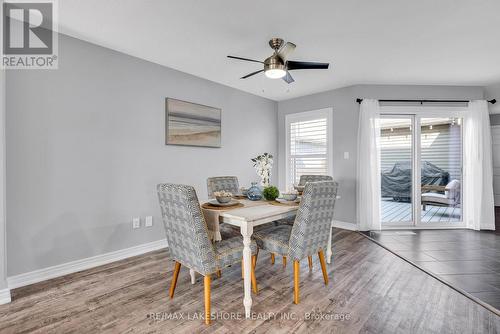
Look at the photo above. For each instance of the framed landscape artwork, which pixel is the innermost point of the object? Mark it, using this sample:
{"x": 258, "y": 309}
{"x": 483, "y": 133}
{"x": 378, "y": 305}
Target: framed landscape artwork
{"x": 192, "y": 124}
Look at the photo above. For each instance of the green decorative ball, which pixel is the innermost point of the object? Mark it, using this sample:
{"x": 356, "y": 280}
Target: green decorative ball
{"x": 271, "y": 193}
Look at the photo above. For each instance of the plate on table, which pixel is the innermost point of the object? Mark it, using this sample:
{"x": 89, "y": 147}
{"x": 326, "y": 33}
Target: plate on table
{"x": 232, "y": 202}
{"x": 284, "y": 201}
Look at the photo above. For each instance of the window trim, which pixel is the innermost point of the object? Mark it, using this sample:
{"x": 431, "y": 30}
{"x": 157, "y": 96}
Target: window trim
{"x": 309, "y": 116}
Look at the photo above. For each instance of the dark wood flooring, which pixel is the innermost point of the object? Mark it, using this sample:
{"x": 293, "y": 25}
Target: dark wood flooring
{"x": 468, "y": 260}
{"x": 371, "y": 290}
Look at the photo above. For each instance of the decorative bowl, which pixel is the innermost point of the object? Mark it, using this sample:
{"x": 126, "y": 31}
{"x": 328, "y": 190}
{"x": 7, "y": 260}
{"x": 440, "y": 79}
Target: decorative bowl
{"x": 289, "y": 196}
{"x": 223, "y": 199}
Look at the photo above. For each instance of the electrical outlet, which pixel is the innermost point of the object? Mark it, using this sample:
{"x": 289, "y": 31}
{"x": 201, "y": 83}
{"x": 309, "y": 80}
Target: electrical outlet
{"x": 136, "y": 222}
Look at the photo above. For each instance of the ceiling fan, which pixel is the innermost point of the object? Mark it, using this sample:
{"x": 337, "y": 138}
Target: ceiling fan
{"x": 278, "y": 66}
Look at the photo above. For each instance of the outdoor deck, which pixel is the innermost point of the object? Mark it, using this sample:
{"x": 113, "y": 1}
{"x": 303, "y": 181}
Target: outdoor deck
{"x": 394, "y": 213}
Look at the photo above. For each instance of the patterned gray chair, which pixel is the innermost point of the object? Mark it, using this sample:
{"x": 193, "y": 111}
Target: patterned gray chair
{"x": 218, "y": 183}
{"x": 308, "y": 235}
{"x": 313, "y": 178}
{"x": 302, "y": 182}
{"x": 188, "y": 241}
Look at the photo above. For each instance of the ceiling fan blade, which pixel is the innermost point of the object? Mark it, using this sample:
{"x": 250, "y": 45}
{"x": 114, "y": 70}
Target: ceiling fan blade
{"x": 253, "y": 73}
{"x": 288, "y": 78}
{"x": 305, "y": 65}
{"x": 246, "y": 59}
{"x": 286, "y": 50}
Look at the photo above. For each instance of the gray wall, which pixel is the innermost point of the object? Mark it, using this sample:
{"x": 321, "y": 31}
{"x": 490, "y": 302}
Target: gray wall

┄┄┄┄┄┄┄┄┄┄

▶ [Task]:
Each line from the one that holds "Target: ceiling fan blade" to the end of the records above should be transcribed exactly, both ends included.

▶ [Reply to the task]:
Target: ceiling fan blade
{"x": 253, "y": 73}
{"x": 288, "y": 78}
{"x": 305, "y": 65}
{"x": 246, "y": 59}
{"x": 286, "y": 50}
Look at the photo above. For each instance of the gray wall, which pixel is the innermost point of the object? Mark it, using this sample:
{"x": 321, "y": 31}
{"x": 490, "y": 302}
Target: gray wall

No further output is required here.